▶ _EXTRACTO DEL DOCUMENTO_:
********************

01 agosto 2010

Mi amor por las tajadas

Ya se les diga tajadas o "fritas de maduro" (como se les llama en mi tierra tachirense) pocos manjares me resultan mas deliciosos que este. Las prefiero blanditas y muy dulces, preparadas cuando ya la concha del plátano esta negra y a su alrededor pulula la drosophila melanogaster, aunque también me agradan duritas, poco dulces, hechas con el plátano pintón. Esta delicia, barata y recursiva, va asociada a dos recuerdos muy gratos de mi vida.

Quizá el recuerdo más antiguo que tengo va asociado a las tajadas. Evoco claramente ir avanzando acompasadamente, con el piso frente a mi mostrando la textura del cemento pulido amarillo, luego subir un escalón en cemento rugoso pintado de rojo carmesí, para luego transitar las baldosas de terracota desgastadas y de superficie irregular. Iba gateando, guiado por un delicioso olor que emanaba de la cocina, en una tarde soleada y tranquila. Recuerdo haber pasado a ese recinto de placeres, la cocina, con su piso grisáceo de cemento, y haberme acercado a las piernas de mamá, muy blancas y gordezuelas, con la presencia eventual de algunos cañones. El olor se hizo más fuerte, mi mamá freía tajadas. Me sujete a sus piernas y me puse de pié (según recuerdo, no era la primera vez que lo hacía) y mire en contrapicado el cuerpo de mi progenitora, increiblemente esbelto comparado con mis recuerdos posteriores. En ese momento mamá soplaba (para enfriarla, supongo) una tajada, pequeña, dorada, brillante, que sonriendo acercó a mi boca e ingerí con fruición. Aún el recuerdo me acerca al nirvana. Esa explosión de dulzura untuosa, suave y firme, dúctil y fibrosa a la vez, quedará marcada en mi mente hasta el último de mis días.

********************

▶ _EJERCICIOS PROPUESTOS_:
(1) Reproduce palabra por palabra el fragmento del texto sobre las tajadas que va entre "Mi amor por" y "de mi vida.", ambos incluidos.
(2) Responde con datos del texto sobre las tajadas:
(a) ¿Qué otro nombre reciben las tajadas en la tierra tachirense?
(b) ¿De qué color estaba pintado el escalón de cemento rugoso?
(c) ¿Qué hacía la madre con la tajada antes de acercarla a la boca del niño?

(Datos de máscaras de segmentación)
********************

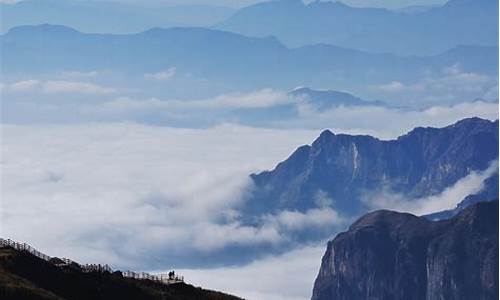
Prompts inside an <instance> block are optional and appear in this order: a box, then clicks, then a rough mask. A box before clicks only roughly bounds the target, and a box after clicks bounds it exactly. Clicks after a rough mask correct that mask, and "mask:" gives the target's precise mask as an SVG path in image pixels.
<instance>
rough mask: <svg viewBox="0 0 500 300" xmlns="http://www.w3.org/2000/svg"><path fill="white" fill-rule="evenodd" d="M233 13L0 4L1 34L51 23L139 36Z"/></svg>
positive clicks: (208, 8) (156, 1)
mask: <svg viewBox="0 0 500 300" xmlns="http://www.w3.org/2000/svg"><path fill="white" fill-rule="evenodd" d="M7 2H8V1H7ZM234 11H235V10H234V9H232V8H229V7H222V6H215V5H169V4H168V3H162V2H161V1H149V2H145V1H142V2H133V1H121V2H118V1H79V0H22V1H18V2H17V1H16V2H15V3H4V2H2V3H0V12H1V16H2V18H1V19H2V20H1V27H0V32H6V31H8V30H9V29H11V28H13V27H16V26H20V25H39V24H45V23H50V24H60V25H65V26H69V27H74V28H77V29H78V30H81V31H83V32H89V33H95V32H101V33H136V32H141V31H144V30H147V29H150V28H152V27H159V26H160V27H172V26H210V25H212V24H214V23H216V22H221V21H223V20H224V19H226V18H228V17H229V16H231V14H233V13H234ZM124 20H126V22H124Z"/></svg>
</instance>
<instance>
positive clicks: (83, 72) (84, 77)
mask: <svg viewBox="0 0 500 300" xmlns="http://www.w3.org/2000/svg"><path fill="white" fill-rule="evenodd" d="M110 74H111V71H106V70H92V71H64V72H62V73H61V75H62V77H75V78H94V77H98V76H102V75H110Z"/></svg>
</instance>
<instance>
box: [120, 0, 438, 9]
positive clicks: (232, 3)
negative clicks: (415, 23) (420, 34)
mask: <svg viewBox="0 0 500 300" xmlns="http://www.w3.org/2000/svg"><path fill="white" fill-rule="evenodd" d="M116 1H128V2H137V1H134V0H116ZM149 1H151V2H159V1H163V2H165V3H173V4H211V5H223V6H231V7H241V6H245V5H250V4H253V3H258V2H265V1H266V0H149ZM312 1H314V0H304V2H312ZM141 2H142V1H141ZM342 2H344V3H348V4H350V5H353V6H376V7H388V8H397V7H404V6H409V5H430V4H442V3H445V2H446V0H342Z"/></svg>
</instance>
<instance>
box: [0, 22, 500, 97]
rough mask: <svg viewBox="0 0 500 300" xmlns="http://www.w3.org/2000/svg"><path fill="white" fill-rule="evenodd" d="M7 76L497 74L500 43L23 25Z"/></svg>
mask: <svg viewBox="0 0 500 300" xmlns="http://www.w3.org/2000/svg"><path fill="white" fill-rule="evenodd" d="M0 42H1V44H2V57H3V64H2V67H3V73H4V76H6V77H7V78H8V77H9V76H18V75H19V74H25V73H29V74H33V75H32V76H36V75H40V74H44V75H47V74H60V72H62V71H80V72H89V71H95V70H109V71H115V72H118V73H126V74H131V75H135V76H139V77H140V78H141V79H142V78H143V76H144V74H145V73H154V72H161V71H164V70H167V69H170V68H175V70H176V76H179V77H180V78H183V77H186V76H187V77H186V78H205V79H209V80H212V81H213V82H214V84H215V83H217V82H219V83H220V84H221V85H222V84H224V85H230V86H231V87H232V89H255V88H268V87H269V86H272V87H273V88H284V89H287V90H288V89H291V88H293V87H296V86H299V85H305V86H319V87H322V86H338V87H342V89H344V90H354V88H353V87H355V86H358V85H360V84H363V85H367V84H374V85H376V84H386V83H387V82H391V81H395V80H397V81H401V82H406V81H416V80H419V79H421V78H422V77H424V76H427V75H428V74H429V72H432V73H435V74H441V73H442V70H444V69H446V68H449V67H450V66H453V65H459V66H460V68H461V70H462V71H463V72H473V73H479V74H485V75H492V76H496V75H497V73H498V70H497V67H496V65H495V63H494V62H495V61H498V55H497V53H498V49H497V47H494V46H493V47H482V46H460V47H456V48H453V49H450V50H447V51H445V52H442V53H441V54H438V55H431V56H398V55H393V54H373V53H370V52H363V51H358V50H352V49H347V48H342V47H337V46H331V45H309V46H304V47H300V48H288V47H286V46H284V45H283V44H281V43H280V42H279V41H277V40H276V39H274V38H271V37H266V38H255V37H247V36H243V35H240V34H236V33H230V32H224V31H218V30H211V29H206V28H169V29H161V28H154V29H151V30H148V31H145V32H141V33H138V34H123V35H116V34H88V33H82V32H79V31H76V30H74V29H71V28H69V27H64V26H56V25H47V24H46V25H39V26H21V27H16V28H13V29H11V30H10V31H9V32H8V33H6V34H4V35H2V36H0Z"/></svg>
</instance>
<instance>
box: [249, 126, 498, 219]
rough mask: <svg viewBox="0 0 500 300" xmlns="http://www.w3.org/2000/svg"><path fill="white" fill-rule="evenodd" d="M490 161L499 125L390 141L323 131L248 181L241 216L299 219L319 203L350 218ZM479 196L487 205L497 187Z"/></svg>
mask: <svg viewBox="0 0 500 300" xmlns="http://www.w3.org/2000/svg"><path fill="white" fill-rule="evenodd" d="M497 159H498V121H495V122H491V121H488V120H484V119H480V118H471V119H465V120H462V121H459V122H457V123H456V124H453V125H450V126H447V127H444V128H430V127H428V128H415V129H414V130H412V131H411V132H409V133H408V134H406V135H403V136H401V137H399V138H397V139H395V140H390V141H383V140H379V139H377V138H374V137H371V136H352V135H346V134H334V133H332V132H330V131H328V130H327V131H324V132H323V133H322V134H321V135H320V136H319V137H318V138H317V139H316V140H315V141H314V142H313V143H312V145H310V146H309V145H306V146H302V147H300V148H298V149H297V150H296V151H295V152H294V153H293V154H292V155H291V156H290V157H289V158H288V159H286V160H285V161H283V162H281V163H280V164H278V165H277V166H276V168H275V169H274V170H272V171H265V172H262V173H260V174H253V175H252V176H251V177H252V179H253V181H254V183H255V191H254V193H253V195H252V197H251V199H250V200H249V201H248V202H247V203H248V207H247V209H248V210H249V211H252V212H254V213H265V212H269V211H279V210H282V209H289V210H299V211H305V210H307V209H311V208H315V207H317V205H318V198H322V199H323V200H324V199H329V203H328V204H329V205H331V206H332V207H333V208H334V209H335V210H337V211H339V212H341V213H345V214H349V215H356V214H360V213H364V212H366V208H365V207H364V203H365V202H366V200H367V199H368V198H369V197H370V196H373V194H374V193H380V192H382V190H384V191H386V192H390V193H393V194H400V195H403V196H404V197H405V198H407V199H418V198H421V197H426V196H430V195H436V194H439V193H441V192H442V191H443V190H444V189H445V188H447V187H450V186H452V185H453V184H455V183H456V182H457V181H458V180H459V179H461V178H464V177H465V176H467V175H469V174H470V172H471V171H482V170H485V169H487V168H488V167H489V166H490V163H492V162H494V161H495V160H497ZM492 176H495V174H494V175H492ZM486 191H487V192H488V193H486V194H485V196H488V197H489V195H490V194H498V181H494V180H491V182H490V184H487V185H486ZM484 192H485V190H483V193H484ZM494 198H496V197H494ZM461 200H462V199H457V204H458V202H460V201H461ZM482 200H491V199H482ZM324 202H325V201H323V204H324ZM473 202H474V201H472V202H470V203H473Z"/></svg>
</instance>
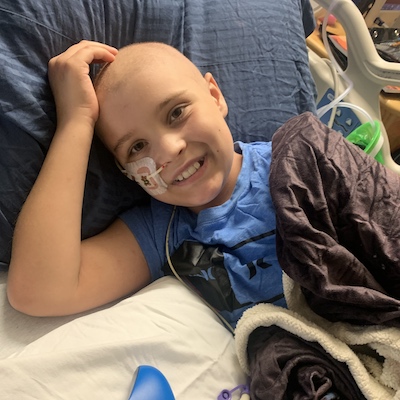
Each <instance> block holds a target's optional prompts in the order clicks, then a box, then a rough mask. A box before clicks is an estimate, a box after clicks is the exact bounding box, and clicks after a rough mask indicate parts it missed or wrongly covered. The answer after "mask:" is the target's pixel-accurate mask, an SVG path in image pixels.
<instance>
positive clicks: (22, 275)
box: [7, 42, 150, 315]
mask: <svg viewBox="0 0 400 400" xmlns="http://www.w3.org/2000/svg"><path fill="white" fill-rule="evenodd" d="M116 53H117V50H116V49H114V48H111V47H109V46H106V45H103V44H100V43H93V42H81V43H79V44H77V45H75V46H72V47H71V48H69V49H68V50H67V51H66V52H65V53H62V54H61V55H59V56H57V57H55V58H53V59H52V60H51V61H50V63H49V79H50V83H51V86H52V90H53V93H54V97H55V101H56V105H57V121H58V124H57V130H56V133H55V136H54V138H53V141H52V143H51V146H50V149H49V151H48V154H47V156H46V160H45V162H44V164H43V167H42V169H41V171H40V174H39V176H38V178H37V180H36V182H35V184H34V186H33V188H32V190H31V193H30V194H29V196H28V198H27V200H26V202H25V204H24V206H23V208H22V210H21V213H20V215H19V218H18V221H17V225H16V228H15V234H14V240H13V248H12V258H11V263H10V269H9V277H8V285H7V287H8V297H9V300H10V303H11V304H12V305H13V306H14V307H15V308H16V309H18V310H20V311H22V312H25V313H27V314H31V315H64V314H71V313H77V312H80V311H83V310H87V309H90V308H93V307H96V306H99V305H101V304H105V303H107V302H109V301H112V300H115V299H118V298H120V297H122V296H124V295H128V294H130V293H132V292H134V291H136V290H138V289H140V288H141V287H143V286H145V285H146V284H147V283H148V282H149V281H150V273H149V270H148V267H147V264H146V261H145V258H144V256H143V253H142V251H141V249H140V248H139V245H138V243H137V241H136V239H135V238H134V236H133V235H132V234H131V232H130V231H129V229H128V228H127V227H126V226H125V224H124V223H123V222H121V221H120V220H117V221H116V222H115V223H114V224H112V225H111V226H110V227H109V228H108V229H107V230H106V231H104V232H103V233H101V234H100V235H97V236H96V237H93V238H90V239H87V240H85V241H83V242H81V214H82V202H83V193H84V185H85V177H86V169H87V163H88V158H89V151H90V146H91V142H92V138H93V130H94V124H95V122H96V120H97V118H98V102H97V98H96V94H95V92H94V89H93V85H92V82H91V80H90V77H89V75H88V73H89V64H90V63H92V62H112V61H113V60H114V57H115V55H116Z"/></svg>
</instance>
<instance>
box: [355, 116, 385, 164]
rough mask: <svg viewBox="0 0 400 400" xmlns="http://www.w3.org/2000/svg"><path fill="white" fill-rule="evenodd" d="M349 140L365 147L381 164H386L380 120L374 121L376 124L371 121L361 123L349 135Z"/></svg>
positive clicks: (376, 159)
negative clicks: (382, 154) (356, 128)
mask: <svg viewBox="0 0 400 400" xmlns="http://www.w3.org/2000/svg"><path fill="white" fill-rule="evenodd" d="M347 140H349V141H350V142H351V143H354V144H355V145H357V146H358V147H360V148H361V149H363V150H364V151H365V152H366V153H367V154H369V155H370V156H372V157H374V158H375V160H377V161H379V162H380V163H381V164H384V162H383V155H382V145H383V138H382V135H381V129H380V123H379V122H378V121H374V125H372V124H371V122H365V123H364V124H362V125H360V126H359V127H358V128H357V129H355V130H354V131H353V132H351V133H350V134H349V135H348V136H347Z"/></svg>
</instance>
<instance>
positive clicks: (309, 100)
mask: <svg viewBox="0 0 400 400" xmlns="http://www.w3.org/2000/svg"><path fill="white" fill-rule="evenodd" d="M303 21H304V24H303ZM0 26H1V33H0V153H1V155H0V182H1V185H0V266H1V267H3V268H7V266H8V263H9V260H10V251H11V240H12V234H13V229H14V225H15V221H16V218H17V216H18V212H19V210H20V209H21V206H22V204H23V202H24V200H25V198H26V196H27V194H28V193H29V190H30V189H31V187H32V185H33V183H34V181H35V179H36V177H37V174H38V172H39V170H40V166H41V164H42V162H43V159H44V157H45V155H46V151H47V148H48V146H49V143H50V141H51V138H52V136H53V133H54V130H55V126H56V114H55V106H54V101H53V97H52V94H51V90H50V88H49V85H48V81H47V63H48V61H49V59H50V58H51V57H53V56H55V55H57V54H59V53H61V52H62V51H64V50H65V49H67V48H68V47H69V46H71V45H72V44H74V43H77V42H79V41H80V40H82V39H88V40H96V41H100V42H105V43H108V44H110V45H113V46H115V47H122V46H124V45H127V44H129V43H132V42H139V41H161V42H165V43H168V44H171V45H173V46H174V47H176V48H178V49H179V50H181V51H182V52H183V53H184V54H186V55H187V56H188V57H189V58H190V59H192V60H193V61H194V63H195V64H196V65H197V66H198V67H199V68H200V69H201V70H202V71H203V72H207V71H210V72H212V73H213V74H214V76H215V77H216V79H217V81H218V83H219V85H220V86H221V88H222V90H223V92H224V94H225V97H226V99H227V101H228V105H229V108H230V111H229V115H228V118H227V121H228V124H229V125H230V127H231V129H232V134H233V136H234V138H235V139H240V140H243V141H250V140H270V139H271V137H272V135H273V133H274V132H275V130H276V129H277V128H278V127H279V126H280V125H282V123H284V122H285V121H286V120H287V119H289V118H290V117H292V116H294V115H297V114H299V113H301V112H304V111H312V112H315V104H314V96H315V87H314V83H313V81H312V77H311V74H310V71H309V68H308V58H307V51H306V46H305V41H304V37H305V34H306V35H307V34H309V33H311V31H312V30H313V28H314V20H313V17H312V10H311V7H310V5H309V3H308V0H280V1H279V2H268V3H266V2H265V1H263V0H246V1H243V2H239V1H235V2H232V1H230V0H218V1H215V0H147V1H142V0H119V1H114V0H69V1H62V0H2V4H1V5H0ZM95 72H96V71H95V70H94V69H93V70H92V74H95ZM60 179H62V177H60ZM147 200H148V199H147V195H145V194H144V192H142V190H141V189H140V188H139V187H137V186H136V184H134V183H133V182H130V181H129V180H127V179H126V178H125V177H123V175H122V174H121V173H120V172H119V171H118V170H117V168H116V167H115V165H114V162H113V160H112V158H111V156H110V155H109V154H108V152H107V151H106V150H105V149H104V147H103V145H102V143H101V142H100V141H99V140H98V139H97V138H95V140H94V143H93V146H92V151H91V155H90V160H89V168H88V174H87V182H86V190H85V198H84V209H83V226H82V237H83V238H85V237H88V236H91V235H94V234H96V233H98V232H99V231H101V230H102V229H104V228H105V227H106V226H107V225H108V224H110V222H112V221H113V219H114V218H115V217H116V215H118V214H119V213H121V212H122V211H124V210H126V209H127V208H129V207H131V206H132V205H134V204H138V203H140V202H146V201H147Z"/></svg>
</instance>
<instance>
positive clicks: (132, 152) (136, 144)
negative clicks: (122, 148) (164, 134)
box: [131, 140, 147, 154]
mask: <svg viewBox="0 0 400 400" xmlns="http://www.w3.org/2000/svg"><path fill="white" fill-rule="evenodd" d="M146 144H147V142H145V141H144V140H140V141H137V142H135V143H134V144H133V146H132V148H131V153H133V154H135V153H139V152H140V151H142V150H143V149H144V148H145V147H146Z"/></svg>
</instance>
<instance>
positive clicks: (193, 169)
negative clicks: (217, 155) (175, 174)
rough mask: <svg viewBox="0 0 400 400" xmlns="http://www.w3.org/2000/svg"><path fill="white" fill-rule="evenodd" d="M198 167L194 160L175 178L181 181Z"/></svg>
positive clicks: (198, 164)
mask: <svg viewBox="0 0 400 400" xmlns="http://www.w3.org/2000/svg"><path fill="white" fill-rule="evenodd" d="M199 168H200V163H199V162H195V163H194V164H193V165H192V166H191V167H189V168H188V169H187V170H186V171H184V172H183V173H182V174H181V175H179V176H178V177H177V178H176V180H177V181H179V182H180V181H183V180H184V179H187V178H189V177H191V176H192V175H193V174H194V173H195V172H196V171H197V170H198V169H199Z"/></svg>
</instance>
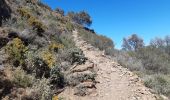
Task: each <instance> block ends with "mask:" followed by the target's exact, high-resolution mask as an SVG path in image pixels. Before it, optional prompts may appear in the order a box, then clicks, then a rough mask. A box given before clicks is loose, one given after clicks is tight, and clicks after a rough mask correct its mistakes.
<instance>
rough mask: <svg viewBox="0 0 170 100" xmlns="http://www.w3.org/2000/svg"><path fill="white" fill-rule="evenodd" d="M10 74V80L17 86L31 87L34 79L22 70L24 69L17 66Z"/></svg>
mask: <svg viewBox="0 0 170 100" xmlns="http://www.w3.org/2000/svg"><path fill="white" fill-rule="evenodd" d="M12 75H13V80H12V81H13V82H14V83H15V84H17V85H18V86H21V87H25V88H26V87H31V86H32V85H33V82H34V80H35V79H34V77H33V76H31V75H28V74H26V72H24V70H22V69H21V68H17V69H16V70H15V71H14V72H13V74H12Z"/></svg>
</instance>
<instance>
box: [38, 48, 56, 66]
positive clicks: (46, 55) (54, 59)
mask: <svg viewBox="0 0 170 100" xmlns="http://www.w3.org/2000/svg"><path fill="white" fill-rule="evenodd" d="M41 58H42V60H43V61H44V62H45V63H46V64H47V65H48V67H49V68H52V67H53V66H54V65H55V64H56V58H55V56H54V54H52V53H51V52H50V51H43V52H42V54H41Z"/></svg>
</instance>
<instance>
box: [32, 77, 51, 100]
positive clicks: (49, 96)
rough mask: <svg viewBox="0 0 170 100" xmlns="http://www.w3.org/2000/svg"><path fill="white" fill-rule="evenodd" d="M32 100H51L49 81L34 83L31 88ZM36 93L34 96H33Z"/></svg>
mask: <svg viewBox="0 0 170 100" xmlns="http://www.w3.org/2000/svg"><path fill="white" fill-rule="evenodd" d="M32 89H33V93H34V94H33V95H34V97H33V98H34V99H33V100H51V99H52V94H53V91H52V90H51V85H50V80H49V79H46V78H43V79H41V80H39V81H37V82H35V83H34V85H33V87H32ZM35 93H36V96H35Z"/></svg>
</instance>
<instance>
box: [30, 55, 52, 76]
mask: <svg viewBox="0 0 170 100" xmlns="http://www.w3.org/2000/svg"><path fill="white" fill-rule="evenodd" d="M33 70H34V71H35V74H36V78H42V77H45V78H49V77H50V67H48V65H47V64H46V62H44V60H43V59H41V58H35V59H34V69H33Z"/></svg>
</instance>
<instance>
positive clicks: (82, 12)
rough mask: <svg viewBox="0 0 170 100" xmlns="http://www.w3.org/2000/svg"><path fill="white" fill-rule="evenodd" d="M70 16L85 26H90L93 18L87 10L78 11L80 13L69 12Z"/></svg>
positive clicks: (70, 16)
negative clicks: (91, 16) (88, 12)
mask: <svg viewBox="0 0 170 100" xmlns="http://www.w3.org/2000/svg"><path fill="white" fill-rule="evenodd" d="M68 16H69V17H70V18H71V19H72V20H73V21H74V22H76V23H78V24H81V25H83V26H90V25H91V24H92V20H91V17H90V15H89V14H88V13H87V12H85V11H81V12H78V13H74V12H69V13H68Z"/></svg>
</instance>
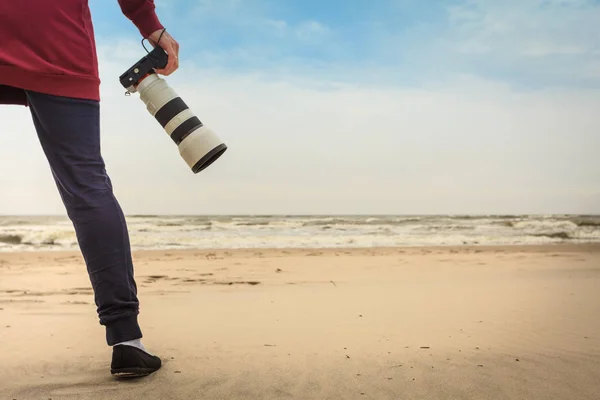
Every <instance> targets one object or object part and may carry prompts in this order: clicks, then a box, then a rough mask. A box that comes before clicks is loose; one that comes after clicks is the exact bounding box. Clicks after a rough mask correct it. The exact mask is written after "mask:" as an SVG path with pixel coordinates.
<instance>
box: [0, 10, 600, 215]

********************

▶ _SOLUCIONES_:
(1)
Mi amor por las tajadas

Ya se les diga tajadas o "fritas de maduro" (como se les llama en mi tierra tachirense) pocos manjares me resultan mas deliciosos que este. Las prefiero blanditas y muy dulces, preparadas cuando ya la concha del plátano esta negra y a su alrededor pulula la drosophila melanogaster, aunque también me agradan duritas, poco dulces, hechas con el plátano pintón. Esta delicia, barata y recursiva, va asociada a dos recuerdos muy gratos de mi vida.

(2)
(a) Fritas de maduro.
(b) Rojo carmesí.
(c) La soplaba.